Nothing but the lines from the one containing "# give the mask of every instance of the seaweed" through the last line should be written out, please, exactly as they stand.

=== DATA FOR PROCESSING ===

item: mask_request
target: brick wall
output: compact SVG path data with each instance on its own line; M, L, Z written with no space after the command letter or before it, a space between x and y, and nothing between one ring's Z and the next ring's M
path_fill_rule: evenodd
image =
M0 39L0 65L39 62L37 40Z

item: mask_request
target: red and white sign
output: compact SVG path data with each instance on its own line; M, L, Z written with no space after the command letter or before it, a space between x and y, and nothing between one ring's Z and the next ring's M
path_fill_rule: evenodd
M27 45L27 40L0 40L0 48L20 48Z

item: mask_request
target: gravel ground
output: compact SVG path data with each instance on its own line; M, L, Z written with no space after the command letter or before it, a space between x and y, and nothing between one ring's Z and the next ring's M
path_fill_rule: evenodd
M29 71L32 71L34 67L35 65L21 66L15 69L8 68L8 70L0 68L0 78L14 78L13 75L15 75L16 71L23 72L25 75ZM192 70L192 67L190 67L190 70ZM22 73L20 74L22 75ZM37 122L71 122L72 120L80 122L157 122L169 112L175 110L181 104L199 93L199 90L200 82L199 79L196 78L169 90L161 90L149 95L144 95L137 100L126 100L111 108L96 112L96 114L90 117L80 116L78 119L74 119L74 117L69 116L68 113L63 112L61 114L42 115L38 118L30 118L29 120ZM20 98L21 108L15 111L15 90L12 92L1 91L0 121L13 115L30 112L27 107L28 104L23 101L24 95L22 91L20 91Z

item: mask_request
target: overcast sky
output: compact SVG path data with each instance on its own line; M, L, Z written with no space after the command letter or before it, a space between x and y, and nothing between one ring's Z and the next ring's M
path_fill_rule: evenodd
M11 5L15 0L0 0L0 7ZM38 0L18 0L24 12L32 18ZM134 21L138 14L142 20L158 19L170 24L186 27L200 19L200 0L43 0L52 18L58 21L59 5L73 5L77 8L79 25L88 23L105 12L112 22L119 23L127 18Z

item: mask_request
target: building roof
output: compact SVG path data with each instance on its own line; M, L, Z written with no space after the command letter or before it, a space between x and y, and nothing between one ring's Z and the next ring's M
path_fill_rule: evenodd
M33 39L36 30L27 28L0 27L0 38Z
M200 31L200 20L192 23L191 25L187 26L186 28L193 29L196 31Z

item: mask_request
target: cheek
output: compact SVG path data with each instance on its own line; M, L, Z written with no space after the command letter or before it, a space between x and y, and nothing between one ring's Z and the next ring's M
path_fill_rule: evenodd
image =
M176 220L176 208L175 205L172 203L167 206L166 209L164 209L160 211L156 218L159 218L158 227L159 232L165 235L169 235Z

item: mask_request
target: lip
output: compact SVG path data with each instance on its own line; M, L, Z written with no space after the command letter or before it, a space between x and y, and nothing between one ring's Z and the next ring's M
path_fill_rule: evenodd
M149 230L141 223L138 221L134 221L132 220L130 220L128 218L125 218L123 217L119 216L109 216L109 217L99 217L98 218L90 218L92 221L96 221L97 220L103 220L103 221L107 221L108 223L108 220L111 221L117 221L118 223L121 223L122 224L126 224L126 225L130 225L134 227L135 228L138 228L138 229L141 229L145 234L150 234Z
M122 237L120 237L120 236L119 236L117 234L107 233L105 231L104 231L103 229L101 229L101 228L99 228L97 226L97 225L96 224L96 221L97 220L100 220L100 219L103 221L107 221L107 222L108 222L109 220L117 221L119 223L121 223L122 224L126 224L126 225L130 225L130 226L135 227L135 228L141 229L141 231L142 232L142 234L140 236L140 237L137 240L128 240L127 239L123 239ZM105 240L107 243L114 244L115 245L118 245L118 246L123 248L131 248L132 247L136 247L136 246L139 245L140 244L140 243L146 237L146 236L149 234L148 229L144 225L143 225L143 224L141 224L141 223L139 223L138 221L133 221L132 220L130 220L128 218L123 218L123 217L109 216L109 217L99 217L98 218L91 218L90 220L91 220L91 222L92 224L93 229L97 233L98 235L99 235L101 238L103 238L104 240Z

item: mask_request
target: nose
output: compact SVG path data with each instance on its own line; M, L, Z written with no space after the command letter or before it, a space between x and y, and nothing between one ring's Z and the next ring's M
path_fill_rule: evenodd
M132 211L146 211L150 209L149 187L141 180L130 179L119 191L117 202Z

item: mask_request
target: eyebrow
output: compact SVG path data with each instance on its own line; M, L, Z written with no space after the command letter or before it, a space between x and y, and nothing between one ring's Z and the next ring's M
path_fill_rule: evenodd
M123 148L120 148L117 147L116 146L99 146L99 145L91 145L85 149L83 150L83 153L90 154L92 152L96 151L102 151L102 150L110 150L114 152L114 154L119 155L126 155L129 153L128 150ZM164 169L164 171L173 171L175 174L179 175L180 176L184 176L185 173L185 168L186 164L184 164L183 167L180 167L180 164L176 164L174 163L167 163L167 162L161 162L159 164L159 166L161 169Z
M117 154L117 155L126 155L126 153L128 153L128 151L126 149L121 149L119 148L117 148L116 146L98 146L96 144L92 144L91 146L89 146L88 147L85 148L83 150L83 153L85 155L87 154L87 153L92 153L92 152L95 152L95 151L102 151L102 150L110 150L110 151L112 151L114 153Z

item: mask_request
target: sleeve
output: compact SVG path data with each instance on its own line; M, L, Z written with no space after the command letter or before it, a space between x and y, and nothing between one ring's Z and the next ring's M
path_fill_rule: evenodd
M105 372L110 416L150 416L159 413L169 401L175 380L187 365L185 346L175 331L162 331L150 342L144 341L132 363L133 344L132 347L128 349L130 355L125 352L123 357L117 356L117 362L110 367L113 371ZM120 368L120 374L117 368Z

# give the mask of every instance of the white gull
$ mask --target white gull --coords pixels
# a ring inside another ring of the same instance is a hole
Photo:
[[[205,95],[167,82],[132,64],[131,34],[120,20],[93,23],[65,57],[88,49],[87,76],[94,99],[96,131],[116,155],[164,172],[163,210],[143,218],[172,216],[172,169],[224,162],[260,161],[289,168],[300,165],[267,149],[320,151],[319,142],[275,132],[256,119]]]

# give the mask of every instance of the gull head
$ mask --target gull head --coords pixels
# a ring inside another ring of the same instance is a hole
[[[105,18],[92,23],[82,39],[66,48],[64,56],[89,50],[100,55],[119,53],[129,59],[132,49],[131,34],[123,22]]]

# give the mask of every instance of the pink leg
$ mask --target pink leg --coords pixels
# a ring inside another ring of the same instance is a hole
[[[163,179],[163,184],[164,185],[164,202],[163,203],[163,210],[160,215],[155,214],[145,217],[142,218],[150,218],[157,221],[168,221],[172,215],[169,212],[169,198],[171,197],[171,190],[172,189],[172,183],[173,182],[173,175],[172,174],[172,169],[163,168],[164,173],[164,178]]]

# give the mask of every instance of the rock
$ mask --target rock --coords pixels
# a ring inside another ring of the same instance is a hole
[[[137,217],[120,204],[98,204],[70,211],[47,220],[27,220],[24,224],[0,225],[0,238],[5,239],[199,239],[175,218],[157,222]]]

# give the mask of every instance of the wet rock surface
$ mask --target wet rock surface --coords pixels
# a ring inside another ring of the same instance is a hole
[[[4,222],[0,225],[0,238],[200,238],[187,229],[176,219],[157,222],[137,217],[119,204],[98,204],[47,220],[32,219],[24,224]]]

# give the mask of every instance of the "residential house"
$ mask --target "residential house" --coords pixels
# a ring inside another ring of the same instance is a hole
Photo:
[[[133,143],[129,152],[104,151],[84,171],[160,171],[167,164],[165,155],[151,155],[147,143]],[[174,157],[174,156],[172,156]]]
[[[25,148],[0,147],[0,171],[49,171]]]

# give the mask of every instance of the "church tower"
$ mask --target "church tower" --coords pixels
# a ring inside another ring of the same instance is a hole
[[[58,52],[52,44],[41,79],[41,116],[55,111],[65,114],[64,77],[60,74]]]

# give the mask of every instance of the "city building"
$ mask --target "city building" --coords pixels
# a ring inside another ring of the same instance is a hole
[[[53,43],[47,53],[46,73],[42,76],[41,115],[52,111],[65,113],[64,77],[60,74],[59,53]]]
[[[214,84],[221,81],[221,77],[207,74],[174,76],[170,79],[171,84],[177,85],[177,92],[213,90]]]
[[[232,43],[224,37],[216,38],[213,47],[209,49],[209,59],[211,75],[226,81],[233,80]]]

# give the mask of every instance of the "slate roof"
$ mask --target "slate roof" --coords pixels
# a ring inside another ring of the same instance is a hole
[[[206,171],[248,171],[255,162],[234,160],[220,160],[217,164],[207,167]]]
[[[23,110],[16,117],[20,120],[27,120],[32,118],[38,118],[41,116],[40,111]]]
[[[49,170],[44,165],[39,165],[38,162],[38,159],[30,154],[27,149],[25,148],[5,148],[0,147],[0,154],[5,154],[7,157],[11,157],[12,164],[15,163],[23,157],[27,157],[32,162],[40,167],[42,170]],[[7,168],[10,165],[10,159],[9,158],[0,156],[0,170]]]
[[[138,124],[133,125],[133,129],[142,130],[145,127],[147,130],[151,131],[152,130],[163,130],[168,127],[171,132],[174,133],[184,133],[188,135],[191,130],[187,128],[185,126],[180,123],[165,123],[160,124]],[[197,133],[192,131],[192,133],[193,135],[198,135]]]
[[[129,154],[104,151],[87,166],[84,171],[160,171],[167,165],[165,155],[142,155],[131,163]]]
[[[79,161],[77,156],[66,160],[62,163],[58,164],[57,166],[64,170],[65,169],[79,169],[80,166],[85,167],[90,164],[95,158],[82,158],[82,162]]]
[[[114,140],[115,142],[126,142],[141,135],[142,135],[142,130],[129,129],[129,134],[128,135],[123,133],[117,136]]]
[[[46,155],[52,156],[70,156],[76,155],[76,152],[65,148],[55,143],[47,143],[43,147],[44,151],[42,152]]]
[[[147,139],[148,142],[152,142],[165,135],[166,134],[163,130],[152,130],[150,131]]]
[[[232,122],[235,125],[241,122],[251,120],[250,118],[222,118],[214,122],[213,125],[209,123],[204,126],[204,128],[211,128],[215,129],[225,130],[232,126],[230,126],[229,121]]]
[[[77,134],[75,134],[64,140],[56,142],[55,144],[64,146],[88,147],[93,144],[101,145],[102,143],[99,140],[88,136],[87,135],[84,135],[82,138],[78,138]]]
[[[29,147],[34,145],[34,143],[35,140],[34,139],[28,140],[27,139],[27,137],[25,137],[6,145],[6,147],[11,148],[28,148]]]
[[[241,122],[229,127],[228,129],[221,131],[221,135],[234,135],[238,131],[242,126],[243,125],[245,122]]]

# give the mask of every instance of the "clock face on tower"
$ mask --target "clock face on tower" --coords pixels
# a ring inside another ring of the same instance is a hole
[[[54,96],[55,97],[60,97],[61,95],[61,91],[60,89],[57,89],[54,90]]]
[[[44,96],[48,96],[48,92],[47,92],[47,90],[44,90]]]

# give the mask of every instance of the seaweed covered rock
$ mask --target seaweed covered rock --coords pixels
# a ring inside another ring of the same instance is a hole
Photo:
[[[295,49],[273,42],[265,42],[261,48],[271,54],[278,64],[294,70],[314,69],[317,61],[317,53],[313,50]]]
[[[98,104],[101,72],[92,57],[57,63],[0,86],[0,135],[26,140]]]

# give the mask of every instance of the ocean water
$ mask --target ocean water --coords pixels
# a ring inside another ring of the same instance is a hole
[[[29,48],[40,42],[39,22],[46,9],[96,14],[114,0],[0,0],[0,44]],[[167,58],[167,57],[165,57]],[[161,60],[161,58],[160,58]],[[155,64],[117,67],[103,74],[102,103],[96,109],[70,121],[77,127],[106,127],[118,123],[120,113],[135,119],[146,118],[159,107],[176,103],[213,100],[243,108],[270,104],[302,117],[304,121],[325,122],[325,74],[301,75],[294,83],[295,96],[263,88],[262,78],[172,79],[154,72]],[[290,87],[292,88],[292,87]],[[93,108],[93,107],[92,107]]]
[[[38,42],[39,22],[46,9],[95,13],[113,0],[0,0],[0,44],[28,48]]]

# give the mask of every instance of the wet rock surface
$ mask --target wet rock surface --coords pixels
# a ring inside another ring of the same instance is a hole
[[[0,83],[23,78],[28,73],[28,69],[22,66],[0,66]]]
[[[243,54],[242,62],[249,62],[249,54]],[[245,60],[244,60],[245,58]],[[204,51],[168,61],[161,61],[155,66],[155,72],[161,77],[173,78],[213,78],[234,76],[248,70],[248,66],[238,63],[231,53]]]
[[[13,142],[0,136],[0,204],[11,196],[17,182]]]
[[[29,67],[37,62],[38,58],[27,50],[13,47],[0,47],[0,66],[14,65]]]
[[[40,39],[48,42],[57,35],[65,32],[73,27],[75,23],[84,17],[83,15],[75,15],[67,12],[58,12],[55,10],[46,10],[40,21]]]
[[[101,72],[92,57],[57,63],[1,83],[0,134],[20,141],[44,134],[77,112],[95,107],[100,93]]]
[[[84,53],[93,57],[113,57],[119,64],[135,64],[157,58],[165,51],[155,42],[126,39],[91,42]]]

===

§ **OUTPUT OF THE TASK**
# give the mask of every instance of the seaweed covered rock
$ mask --target seaweed covered rock --coords pixels
# a ring inside another ring of the same instance is a hole
Photo:
[[[295,49],[273,42],[265,42],[261,48],[271,54],[278,64],[294,70],[314,69],[317,61],[317,53],[313,50]]]
[[[98,104],[101,72],[92,57],[57,63],[0,86],[0,135],[26,140]]]

# give the mask of every instance of the ocean water
$ mask --target ocean water --coords pixels
# a ring inside another ring of the same instance is a hole
[[[29,48],[40,42],[39,22],[46,9],[96,14],[114,0],[0,0],[0,44]],[[167,58],[167,57],[165,57]],[[161,60],[161,58],[160,58]],[[155,64],[117,67],[103,74],[102,103],[96,109],[70,121],[77,127],[106,127],[118,123],[120,113],[135,119],[146,118],[159,107],[176,103],[213,100],[243,108],[270,104],[302,117],[304,121],[325,122],[325,74],[301,75],[294,83],[295,96],[263,88],[262,78],[172,79],[154,72]],[[290,87],[292,88],[292,87]],[[93,108],[93,107],[92,107]]]
[[[38,42],[39,22],[46,9],[95,13],[113,0],[0,0],[0,44],[28,48]]]

# give the mask of every instance of the wet rock surface
$ mask --target wet rock surface --coords pixels
# a ring inside another ring of the same instance is a hole
[[[0,83],[23,78],[28,73],[28,69],[22,66],[0,66]]]
[[[243,54],[242,62],[249,62],[249,54]],[[245,60],[244,60],[245,58]],[[204,51],[168,61],[161,61],[155,66],[155,72],[161,77],[173,78],[213,78],[234,76],[248,70],[248,66],[238,63],[231,53]]]
[[[13,142],[0,136],[0,204],[11,196],[17,182]]]
[[[29,67],[37,62],[38,58],[27,50],[13,47],[0,47],[0,66],[14,65]]]
[[[40,39],[48,42],[57,35],[65,32],[73,27],[75,23],[84,17],[83,15],[75,15],[67,12],[58,12],[55,10],[46,10],[40,21]]]
[[[101,72],[92,57],[57,63],[1,83],[0,134],[20,141],[44,134],[77,112],[95,107],[100,93]]]
[[[84,53],[93,57],[113,57],[119,64],[135,64],[157,58],[165,51],[155,42],[126,39],[91,42]]]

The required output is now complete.